[Start of Attachment]

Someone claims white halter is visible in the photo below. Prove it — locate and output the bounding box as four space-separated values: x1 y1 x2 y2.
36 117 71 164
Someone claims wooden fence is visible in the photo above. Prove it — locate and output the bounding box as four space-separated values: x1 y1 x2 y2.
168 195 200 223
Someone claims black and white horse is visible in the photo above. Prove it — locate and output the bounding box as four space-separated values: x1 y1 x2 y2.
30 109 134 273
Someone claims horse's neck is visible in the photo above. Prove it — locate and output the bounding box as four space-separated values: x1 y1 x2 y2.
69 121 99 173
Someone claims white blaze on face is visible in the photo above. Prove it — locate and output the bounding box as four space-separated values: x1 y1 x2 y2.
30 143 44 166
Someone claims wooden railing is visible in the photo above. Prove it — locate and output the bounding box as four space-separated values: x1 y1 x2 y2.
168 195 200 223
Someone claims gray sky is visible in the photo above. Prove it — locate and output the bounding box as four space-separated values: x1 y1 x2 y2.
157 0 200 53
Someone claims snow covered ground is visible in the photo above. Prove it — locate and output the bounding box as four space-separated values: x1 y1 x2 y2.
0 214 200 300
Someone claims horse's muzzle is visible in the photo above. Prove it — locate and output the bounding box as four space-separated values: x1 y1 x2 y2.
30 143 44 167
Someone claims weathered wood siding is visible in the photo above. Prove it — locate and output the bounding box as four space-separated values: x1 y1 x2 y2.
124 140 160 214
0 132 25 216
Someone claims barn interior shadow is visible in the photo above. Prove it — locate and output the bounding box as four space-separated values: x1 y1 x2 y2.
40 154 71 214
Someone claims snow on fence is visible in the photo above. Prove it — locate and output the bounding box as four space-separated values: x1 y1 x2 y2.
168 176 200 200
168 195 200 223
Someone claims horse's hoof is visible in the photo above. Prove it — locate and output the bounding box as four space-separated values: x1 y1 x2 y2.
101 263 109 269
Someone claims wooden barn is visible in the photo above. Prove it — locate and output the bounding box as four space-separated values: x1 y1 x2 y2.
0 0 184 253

[End of Attachment]

*YOUR GOAL*
Write the listing out again, word for word, in its entirety.

*TASK SOLUTION*
Someone claims white halter is visible in the photo below. Prove it — locate and output the bounding box as four space-separated values: x1 y1 x2 y2.
36 117 71 164
Someone claims wooden fence is visible in the photo above. Prove it — locate and output the bounding box as four space-separated values: x1 y1 x2 y2.
168 195 200 223
Someone claims black and white horse is visible in the photo above. Prove it — locate and output the bounding box as four space-separated values: x1 y1 x2 y2.
30 109 134 273
Someone claims horse's neck is visible in the photo above. Prove it — locate and output the bounding box as four space-separated values: x1 y1 x2 y2.
69 121 99 173
Someone claims white blaze on face is visible in the photo above. Prove it — locate and output the bounding box as four space-separated values: x1 y1 x2 y2.
30 143 44 166
Someone claims wooden railing is visible in the photo above. Prove it — locate and output the bounding box as four space-separated values: x1 y1 x2 y2.
168 195 200 223
Someone claims gray sky is visible in the photo above. Prove it — locate and output the bounding box as four space-separated values: x1 y1 x2 y2.
157 0 200 53
Someone claims snow covered ground is visible in the photo above. Prove it — locate and output the bounding box as four space-separated values: x1 y1 x2 y2.
0 214 200 300
Someone claims horse's muzzle is visible in the photo above. Prove it — locate and output the bounding box as four space-separated values: x1 y1 x2 y2.
30 143 44 167
Someone claims weathered wood siding is visible in the photo above. Prove it — locate and output the bounding box as four space-separated values: x1 y1 x2 y2.
124 140 160 214
0 132 25 216
Someone claims barn interior shadow is visible in the photo above. Prove it — locate and output the bounding box as four space-separated values: x1 y1 x2 y2.
40 154 71 214
Someone claims snow on fence is visible in the photo above. Prove it — locate and output the bounding box as four space-separated values: x1 y1 x2 y2.
168 176 200 200
168 195 200 223
Someone claims horse's hoof is visible in the photo above. Prove it — locate and output the bounding box as four space-separated values: x1 y1 x2 y2.
101 263 109 269
Someone claims wooden barn is visible in the photo above. Prove it — locate and output the bounding box as four space-separated values: x1 y1 x2 y2.
0 0 184 253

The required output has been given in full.